Entrées d'un jeu de données
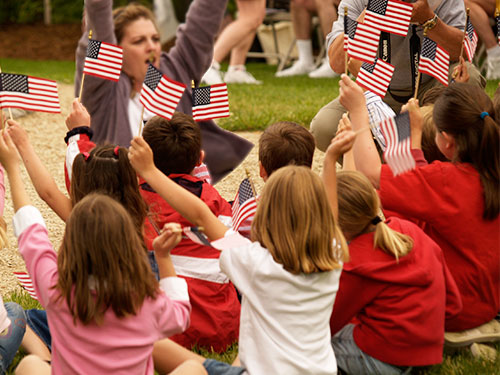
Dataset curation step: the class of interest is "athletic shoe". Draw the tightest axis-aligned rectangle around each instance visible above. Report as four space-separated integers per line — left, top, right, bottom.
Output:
224 67 262 85
444 319 500 347
201 61 224 85
275 60 314 77
309 58 339 78
486 56 500 79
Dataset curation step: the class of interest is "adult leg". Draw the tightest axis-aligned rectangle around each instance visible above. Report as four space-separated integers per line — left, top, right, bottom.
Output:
0 302 26 372
15 354 51 375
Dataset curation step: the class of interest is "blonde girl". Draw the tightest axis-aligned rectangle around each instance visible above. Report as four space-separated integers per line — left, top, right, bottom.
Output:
0 133 190 374
129 138 346 374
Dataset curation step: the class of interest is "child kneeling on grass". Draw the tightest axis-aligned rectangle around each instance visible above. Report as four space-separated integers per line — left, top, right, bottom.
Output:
129 138 352 374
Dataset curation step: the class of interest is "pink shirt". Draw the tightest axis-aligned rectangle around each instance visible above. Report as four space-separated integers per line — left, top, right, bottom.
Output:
13 206 191 375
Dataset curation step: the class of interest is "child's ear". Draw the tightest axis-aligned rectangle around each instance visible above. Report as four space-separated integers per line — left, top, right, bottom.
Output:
196 150 205 167
259 161 269 182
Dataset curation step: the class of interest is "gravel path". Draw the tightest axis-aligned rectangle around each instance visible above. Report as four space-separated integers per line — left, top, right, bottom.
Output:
0 84 323 296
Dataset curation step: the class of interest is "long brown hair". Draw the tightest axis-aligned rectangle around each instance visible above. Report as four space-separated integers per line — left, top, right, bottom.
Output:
251 166 348 274
337 171 413 259
55 193 158 325
433 83 500 220
70 145 147 242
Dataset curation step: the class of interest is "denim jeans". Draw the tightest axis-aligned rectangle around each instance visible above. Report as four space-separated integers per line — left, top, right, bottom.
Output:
332 324 412 375
0 302 26 374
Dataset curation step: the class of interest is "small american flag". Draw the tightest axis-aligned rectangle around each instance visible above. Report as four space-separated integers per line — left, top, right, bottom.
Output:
380 112 415 176
364 0 413 36
14 272 38 300
344 16 380 63
193 83 229 121
0 73 61 113
356 59 394 98
139 64 186 120
464 19 478 62
83 39 123 81
418 37 450 86
232 178 257 231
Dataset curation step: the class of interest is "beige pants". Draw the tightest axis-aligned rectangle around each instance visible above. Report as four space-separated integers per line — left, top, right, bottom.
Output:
310 63 486 151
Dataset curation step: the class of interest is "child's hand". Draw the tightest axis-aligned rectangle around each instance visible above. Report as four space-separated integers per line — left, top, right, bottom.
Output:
128 137 155 177
339 74 366 112
0 131 19 173
66 98 90 130
6 120 30 148
325 130 356 161
451 56 470 83
153 223 182 258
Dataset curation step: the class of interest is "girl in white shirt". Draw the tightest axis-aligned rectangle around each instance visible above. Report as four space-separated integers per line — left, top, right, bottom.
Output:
129 137 351 374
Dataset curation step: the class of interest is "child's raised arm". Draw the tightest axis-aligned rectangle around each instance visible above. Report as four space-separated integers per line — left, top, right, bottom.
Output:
339 74 382 188
0 131 31 212
7 120 71 221
128 137 228 241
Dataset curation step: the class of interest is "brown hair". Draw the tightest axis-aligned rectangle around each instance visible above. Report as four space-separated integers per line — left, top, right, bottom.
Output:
113 3 158 44
337 171 413 259
70 145 148 238
251 166 348 274
259 121 315 176
55 193 158 325
433 83 500 220
142 112 201 175
420 104 448 163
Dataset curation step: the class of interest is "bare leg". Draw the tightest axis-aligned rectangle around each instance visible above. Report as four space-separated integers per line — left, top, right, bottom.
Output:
214 0 266 63
153 339 205 374
21 325 52 361
15 354 51 375
465 0 497 50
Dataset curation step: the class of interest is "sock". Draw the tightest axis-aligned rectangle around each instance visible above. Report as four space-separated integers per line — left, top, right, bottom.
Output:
297 39 314 65
486 44 500 58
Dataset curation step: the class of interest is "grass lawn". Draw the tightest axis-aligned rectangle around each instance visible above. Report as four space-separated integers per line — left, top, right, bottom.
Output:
0 59 500 375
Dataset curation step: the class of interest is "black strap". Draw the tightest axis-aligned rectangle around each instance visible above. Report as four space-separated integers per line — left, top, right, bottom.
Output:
388 25 421 103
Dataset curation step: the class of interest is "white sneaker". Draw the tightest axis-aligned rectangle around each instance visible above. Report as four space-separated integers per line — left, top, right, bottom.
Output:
201 61 224 85
486 57 500 79
275 60 314 77
224 66 262 85
309 58 339 78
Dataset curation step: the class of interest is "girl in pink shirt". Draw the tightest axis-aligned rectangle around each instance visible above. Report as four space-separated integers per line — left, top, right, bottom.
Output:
0 133 191 375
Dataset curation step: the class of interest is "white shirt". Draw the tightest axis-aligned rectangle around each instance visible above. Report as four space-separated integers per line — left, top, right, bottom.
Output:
212 230 340 375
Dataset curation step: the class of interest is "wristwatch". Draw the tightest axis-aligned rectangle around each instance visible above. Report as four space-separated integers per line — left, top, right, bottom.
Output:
422 13 438 31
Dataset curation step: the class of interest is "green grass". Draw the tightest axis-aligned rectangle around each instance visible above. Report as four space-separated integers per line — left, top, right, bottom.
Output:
0 59 498 131
5 291 500 375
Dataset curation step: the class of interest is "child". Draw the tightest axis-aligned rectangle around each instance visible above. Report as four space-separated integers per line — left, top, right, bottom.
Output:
341 76 500 344
0 134 190 374
129 138 346 374
140 112 240 351
325 160 462 374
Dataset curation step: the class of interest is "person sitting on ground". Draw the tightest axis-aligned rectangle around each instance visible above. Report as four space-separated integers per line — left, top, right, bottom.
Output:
276 0 340 78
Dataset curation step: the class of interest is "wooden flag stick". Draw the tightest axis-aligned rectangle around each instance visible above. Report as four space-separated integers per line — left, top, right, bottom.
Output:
344 7 349 75
245 168 257 197
458 8 470 59
78 30 92 102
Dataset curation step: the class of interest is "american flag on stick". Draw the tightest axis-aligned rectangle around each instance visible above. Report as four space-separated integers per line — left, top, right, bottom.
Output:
463 18 478 62
344 16 380 63
0 73 61 113
356 59 394 98
83 39 123 81
14 272 38 301
139 64 186 120
363 0 413 36
193 83 229 121
380 112 416 176
418 37 450 86
232 178 257 235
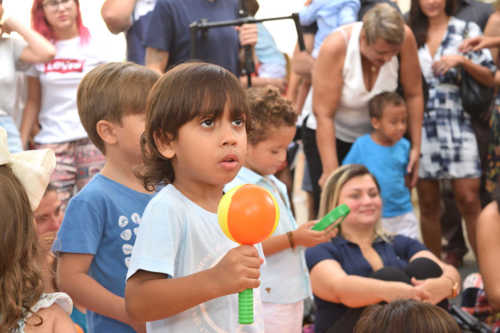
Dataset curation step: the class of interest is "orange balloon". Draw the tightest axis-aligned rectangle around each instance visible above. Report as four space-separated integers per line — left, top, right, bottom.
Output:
217 184 279 245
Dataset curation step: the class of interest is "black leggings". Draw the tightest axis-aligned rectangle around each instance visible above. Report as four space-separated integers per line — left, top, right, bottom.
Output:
327 258 448 333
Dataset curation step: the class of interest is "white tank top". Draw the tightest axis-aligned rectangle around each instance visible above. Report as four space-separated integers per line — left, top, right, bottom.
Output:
305 22 399 142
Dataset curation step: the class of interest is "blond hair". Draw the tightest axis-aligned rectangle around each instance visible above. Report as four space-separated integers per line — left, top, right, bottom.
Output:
318 164 393 241
363 3 405 45
77 62 160 153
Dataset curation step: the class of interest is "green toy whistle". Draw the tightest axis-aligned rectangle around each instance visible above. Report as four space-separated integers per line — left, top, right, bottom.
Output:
311 204 351 231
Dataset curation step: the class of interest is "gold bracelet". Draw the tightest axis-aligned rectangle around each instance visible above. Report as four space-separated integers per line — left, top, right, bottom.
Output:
443 275 458 298
286 231 295 250
0 13 8 28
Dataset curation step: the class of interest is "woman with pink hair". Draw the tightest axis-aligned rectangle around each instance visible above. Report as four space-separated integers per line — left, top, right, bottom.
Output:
0 0 56 153
21 0 110 206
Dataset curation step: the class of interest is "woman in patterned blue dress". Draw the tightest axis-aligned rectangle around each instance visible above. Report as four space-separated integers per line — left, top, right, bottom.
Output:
409 0 496 256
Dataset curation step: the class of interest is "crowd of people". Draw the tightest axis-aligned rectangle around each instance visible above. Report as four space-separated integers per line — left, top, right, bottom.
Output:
0 0 500 333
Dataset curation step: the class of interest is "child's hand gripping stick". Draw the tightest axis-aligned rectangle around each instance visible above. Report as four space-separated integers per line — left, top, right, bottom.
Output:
311 204 351 231
217 184 279 324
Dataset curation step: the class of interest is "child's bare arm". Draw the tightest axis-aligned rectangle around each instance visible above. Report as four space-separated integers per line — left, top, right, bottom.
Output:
125 245 262 321
262 221 337 256
57 253 145 332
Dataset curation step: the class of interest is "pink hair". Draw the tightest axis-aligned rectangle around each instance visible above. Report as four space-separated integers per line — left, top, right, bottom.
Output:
31 0 90 44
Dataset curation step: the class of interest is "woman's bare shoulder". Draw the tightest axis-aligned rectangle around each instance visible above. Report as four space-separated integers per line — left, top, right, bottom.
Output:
24 304 76 333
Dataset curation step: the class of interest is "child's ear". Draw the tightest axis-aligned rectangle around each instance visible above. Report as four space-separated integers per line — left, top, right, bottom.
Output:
153 133 175 159
95 119 118 145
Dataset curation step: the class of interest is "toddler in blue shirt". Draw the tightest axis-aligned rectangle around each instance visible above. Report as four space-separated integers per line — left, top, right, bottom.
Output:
342 92 419 238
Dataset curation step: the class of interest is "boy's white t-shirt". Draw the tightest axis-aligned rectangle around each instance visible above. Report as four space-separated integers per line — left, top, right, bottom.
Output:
127 185 264 333
27 37 109 144
224 167 312 304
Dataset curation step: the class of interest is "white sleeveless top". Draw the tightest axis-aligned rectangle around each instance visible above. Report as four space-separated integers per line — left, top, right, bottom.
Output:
304 22 399 142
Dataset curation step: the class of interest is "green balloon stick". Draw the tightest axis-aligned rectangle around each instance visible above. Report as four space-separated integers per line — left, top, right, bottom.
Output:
312 204 351 231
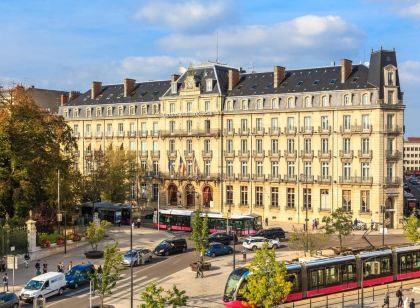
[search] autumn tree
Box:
[240,243,292,308]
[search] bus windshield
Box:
[223,268,248,302]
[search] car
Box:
[255,228,286,241]
[0,292,19,308]
[242,236,281,251]
[66,263,95,289]
[122,248,153,266]
[204,242,233,257]
[207,232,238,245]
[153,238,187,256]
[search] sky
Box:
[0,0,420,136]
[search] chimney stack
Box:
[60,93,68,107]
[228,69,239,91]
[124,78,136,97]
[273,65,286,88]
[341,59,352,83]
[90,81,102,99]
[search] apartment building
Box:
[60,50,404,227]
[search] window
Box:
[341,190,351,211]
[320,189,330,210]
[240,186,248,205]
[360,190,370,212]
[255,186,263,206]
[286,188,295,209]
[303,188,312,209]
[271,187,279,207]
[226,185,233,204]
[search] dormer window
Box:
[206,79,213,92]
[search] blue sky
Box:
[0,0,420,136]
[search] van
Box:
[19,272,66,302]
[153,238,187,256]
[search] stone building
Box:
[60,50,405,227]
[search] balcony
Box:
[201,150,213,158]
[299,174,314,184]
[340,150,354,159]
[300,150,314,159]
[318,150,331,159]
[318,175,332,184]
[357,150,373,159]
[283,174,297,183]
[300,126,314,135]
[284,126,296,135]
[252,150,265,158]
[268,127,281,136]
[385,151,402,160]
[238,151,249,158]
[166,150,178,159]
[252,127,265,136]
[284,150,297,159]
[150,151,160,158]
[139,151,148,158]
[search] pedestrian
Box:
[382,291,389,308]
[395,287,403,307]
[3,273,9,292]
[409,298,416,308]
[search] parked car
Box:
[205,242,233,257]
[255,228,286,241]
[122,248,153,266]
[19,272,67,302]
[242,236,281,250]
[153,238,187,256]
[66,263,95,289]
[207,232,238,245]
[0,292,19,308]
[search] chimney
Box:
[60,93,68,107]
[124,78,136,97]
[90,81,102,99]
[171,74,179,82]
[228,69,239,91]
[273,65,285,88]
[341,59,352,83]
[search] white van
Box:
[19,272,66,302]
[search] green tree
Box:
[322,208,353,249]
[86,220,110,251]
[191,209,209,261]
[242,243,292,308]
[140,282,188,308]
[90,243,122,307]
[404,211,420,243]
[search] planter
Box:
[85,250,104,259]
[190,262,211,272]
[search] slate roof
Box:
[66,80,170,106]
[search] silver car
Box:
[122,248,153,266]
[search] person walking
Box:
[382,291,389,308]
[395,287,403,307]
[3,273,9,292]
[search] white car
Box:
[242,236,281,250]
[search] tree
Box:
[322,208,353,250]
[241,243,292,308]
[90,243,122,307]
[140,282,188,308]
[289,227,329,256]
[191,209,209,261]
[404,211,420,243]
[86,220,110,251]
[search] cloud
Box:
[135,0,236,31]
[158,15,363,67]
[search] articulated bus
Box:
[153,209,262,235]
[223,245,420,308]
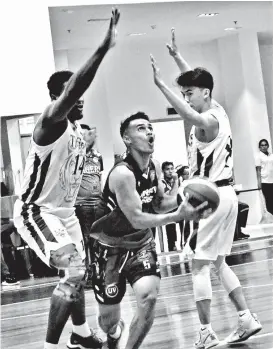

DÉTAILS DU PROBLÈME
Pouvez-vous recopier toutes les lignes, en commençant au début des entrées et en terminant à la ligne qui contient « 486 56 500 79 », en multipliant par 0,5 les coordonnées des réponses et en arrondissant à l'entier, les demis vers le haut, tout le reste étant reproduit sans changement ? Laissez les images de côté.

LA RÉPONSE
Dataset curation step: the class of interest is "athletic shoe". Draw the tightest axis-aligned rectangle around each instance visible above. Report as four space-separated integers per line — left, top, right, bottom.
Output:
112 34 131 43
222 160 250 174
101 31 112 43
138 30 157 39
155 29 170 39
243 28 250 40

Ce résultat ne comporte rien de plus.